Liste des tâches:
A – D'après le texte sur le restaurant Como en casa, que produisait-on chaque jour dans ce restaurant ?
B – Recopiez le passage du texte sur Como en casa à partir des mots « Nous nous étions », et arrêtez-vous après « nous-mêmes notre jambon. ».
C – Donnez la suite du texte sur Como en casa à partir de sa dernière phrase.

Extrait du document:
——

Nous nous étions imposé un niveau d’exigences très élevé. Un restaurant devait être pour nous « un endroit où l’on cuisine ». Hors de question que n’entre dans notre restaurant le moindre produit fini au semi fini. Nous avons poussé cela jusqu’à produire chaque jour notre propre pain. Pour un peu, nous aurions voulu produire nous-mêmes notre jambon.
Ainsi est née et s’est développée la cuisine et les parfums si particuliers qui ont fait la réputation de Como en casa et dont nous étions si fiers.
Aujourd’hui, en matière de restauration, nous sommes redevenus des consommateurs et très vite nous avons été de surprise en surprise et ouvert de grands yeux en découvrant de jeunes femmes, qui à leur tour, ont tiré un trait sur « la malbouffe » et inventent chaque jour, elles aussi, la cuisine du futur. Une cuisine respectueuse de la nature et des gens. Une cuisine du goût, une cuisine dans laquelle les légumes et les légumineuses ont une place prépondérante. Ces jeunes femmes ont en fait une philosophie simple : la meilleure façon de se soigner, c’est d’éviter d’être malade. Et la meilleur façon d’éviter d’être malade est de bien se nourrir, d’éviter de manger trop et n’importe quoi.

——

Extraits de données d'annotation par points
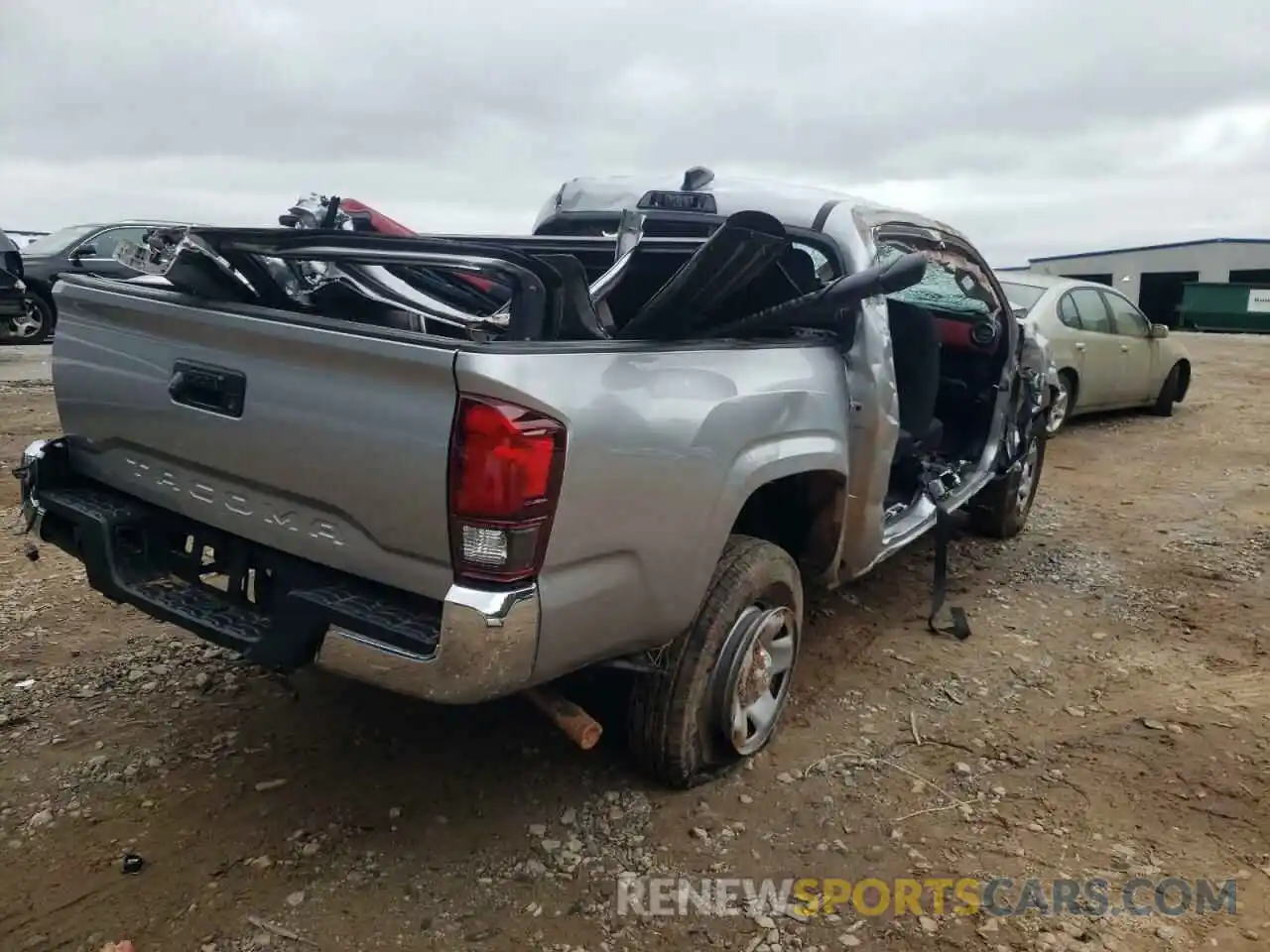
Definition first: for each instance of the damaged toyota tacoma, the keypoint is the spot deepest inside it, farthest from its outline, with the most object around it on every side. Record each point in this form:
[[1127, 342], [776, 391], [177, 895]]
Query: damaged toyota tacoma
[[463, 467]]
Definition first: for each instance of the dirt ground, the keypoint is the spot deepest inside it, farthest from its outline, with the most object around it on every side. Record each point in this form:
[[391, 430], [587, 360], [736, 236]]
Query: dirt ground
[[1109, 717]]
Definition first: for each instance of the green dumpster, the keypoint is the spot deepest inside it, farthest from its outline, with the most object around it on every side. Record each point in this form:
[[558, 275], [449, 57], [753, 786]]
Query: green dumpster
[[1229, 308]]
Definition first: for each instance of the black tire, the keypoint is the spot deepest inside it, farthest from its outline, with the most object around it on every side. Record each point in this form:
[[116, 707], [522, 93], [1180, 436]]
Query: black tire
[[998, 512], [675, 728], [1164, 405], [1067, 393], [44, 312]]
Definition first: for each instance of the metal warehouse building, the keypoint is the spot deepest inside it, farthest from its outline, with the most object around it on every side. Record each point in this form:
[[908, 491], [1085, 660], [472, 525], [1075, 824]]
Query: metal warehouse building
[[1153, 276]]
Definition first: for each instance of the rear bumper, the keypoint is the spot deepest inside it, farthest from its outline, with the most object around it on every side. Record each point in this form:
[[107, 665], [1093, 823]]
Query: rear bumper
[[278, 611]]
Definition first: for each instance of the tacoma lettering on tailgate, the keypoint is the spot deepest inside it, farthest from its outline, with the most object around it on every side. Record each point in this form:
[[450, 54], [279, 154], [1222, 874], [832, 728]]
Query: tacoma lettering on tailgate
[[236, 503]]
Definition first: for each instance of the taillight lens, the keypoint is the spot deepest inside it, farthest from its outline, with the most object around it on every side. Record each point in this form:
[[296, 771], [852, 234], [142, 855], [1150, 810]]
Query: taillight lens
[[506, 463]]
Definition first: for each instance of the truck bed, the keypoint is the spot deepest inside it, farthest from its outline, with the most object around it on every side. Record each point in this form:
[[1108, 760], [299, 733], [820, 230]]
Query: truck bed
[[333, 453]]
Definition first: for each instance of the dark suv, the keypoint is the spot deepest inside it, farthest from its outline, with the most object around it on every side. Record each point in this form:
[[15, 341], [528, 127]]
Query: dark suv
[[16, 308], [79, 249]]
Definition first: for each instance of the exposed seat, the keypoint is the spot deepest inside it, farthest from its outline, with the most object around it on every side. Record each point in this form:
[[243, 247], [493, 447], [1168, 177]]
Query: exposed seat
[[915, 336]]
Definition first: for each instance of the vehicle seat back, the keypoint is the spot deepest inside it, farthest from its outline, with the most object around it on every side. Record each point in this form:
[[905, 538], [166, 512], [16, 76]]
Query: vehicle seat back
[[915, 339]]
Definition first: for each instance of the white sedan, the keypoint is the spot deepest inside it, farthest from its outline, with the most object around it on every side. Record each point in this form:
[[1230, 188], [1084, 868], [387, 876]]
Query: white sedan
[[1106, 353]]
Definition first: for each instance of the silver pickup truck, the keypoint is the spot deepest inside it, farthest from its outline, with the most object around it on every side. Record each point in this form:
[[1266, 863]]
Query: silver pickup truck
[[463, 467]]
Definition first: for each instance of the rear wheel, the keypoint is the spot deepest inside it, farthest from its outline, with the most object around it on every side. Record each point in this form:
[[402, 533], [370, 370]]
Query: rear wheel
[[724, 682], [1164, 405], [1002, 508], [1062, 404], [35, 326]]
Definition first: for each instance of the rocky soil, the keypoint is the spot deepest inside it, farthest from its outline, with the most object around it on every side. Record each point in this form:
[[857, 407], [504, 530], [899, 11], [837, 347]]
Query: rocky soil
[[1109, 717]]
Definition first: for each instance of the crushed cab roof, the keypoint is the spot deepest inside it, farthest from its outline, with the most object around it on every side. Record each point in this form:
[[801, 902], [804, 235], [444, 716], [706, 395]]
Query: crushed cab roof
[[795, 206]]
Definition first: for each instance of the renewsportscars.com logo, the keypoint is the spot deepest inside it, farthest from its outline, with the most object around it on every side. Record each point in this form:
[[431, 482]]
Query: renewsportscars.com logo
[[998, 896]]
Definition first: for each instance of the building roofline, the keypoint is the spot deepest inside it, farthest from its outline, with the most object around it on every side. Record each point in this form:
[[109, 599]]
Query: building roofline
[[1150, 248]]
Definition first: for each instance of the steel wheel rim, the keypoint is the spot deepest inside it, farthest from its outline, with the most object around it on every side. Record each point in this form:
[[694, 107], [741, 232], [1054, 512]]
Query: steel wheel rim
[[1026, 477], [30, 324], [758, 682], [1058, 409]]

——

Réponses par tâche:
A – Son propre pain.

B –
Nous nous étions imposé un niveau d’exigences très élevé. Un restaurant devait être pour nous « un endroit où l’on cuisine ». Hors de question que n’entre dans notre restaurant le moindre produit fini au semi fini. Nous avons poussé cela jusqu’à produire chaque jour notre propre pain. Pour un peu, nous aurions voulu produire nous-mêmes notre jambon.

C –
Elles sont jeunes et elles sont belles. Leur beauté naturelle plaide en faveur de leur cuisine. Leurs « belles personnes » sont la traduction du bien-être et de la bonne santé qu’elles promeuvent. Elles ont pour prénom : Fanny (il y en a deux), Céline, Léna, Aurélie, Geneviève, Loly, Juliette… Toutes n’ont pas un restaurant. Voici les coordonnées de certaines d’entre elles. Dans le désordre hein.
Les Voisines.  C’est un resto bio, très beau et très bon. Créé et tenu par Fanny. Toujours souriante et accueillante. Son restaurant  se situe au 27 de l’avenue Blonden. Mieux vaut réserver : 04 2505089.
Grand Maison. C’est une autre Fanny et une Céline qui ont créé cet endroit où l’on « brunche ». C’est du bio. C’est très bon et les deux copines sont hyper sympas. On ne réserve pas et parfois, on fait la file, mais c’est très gai. Au 37, quai de la Goffe.
En ville, est tenu pas Léna. Elle a un dynamisme fou. L’endroit est d’un merveilleux vintage. On y petit déjeune et l’on y brunche. C’est du bio, majoritairement végé. Les légumes sont magnifiquement bien préparés. Au 1b, rue Sœurs de Hasque.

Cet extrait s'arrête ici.